Copy each item below word for word, keeping every line and coordinate as it appears.

____________________

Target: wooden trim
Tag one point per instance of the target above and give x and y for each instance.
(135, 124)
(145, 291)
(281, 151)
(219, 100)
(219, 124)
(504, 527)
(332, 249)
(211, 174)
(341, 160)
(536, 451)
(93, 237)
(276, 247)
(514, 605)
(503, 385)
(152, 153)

____________________

[PROBLEM SOLUTION]
Target: wooden trim
Tag one point per instance of the target above and give x and y for each instance.
(135, 124)
(145, 291)
(281, 151)
(219, 100)
(219, 124)
(504, 527)
(332, 249)
(211, 174)
(341, 160)
(536, 451)
(93, 237)
(276, 247)
(514, 605)
(503, 385)
(152, 153)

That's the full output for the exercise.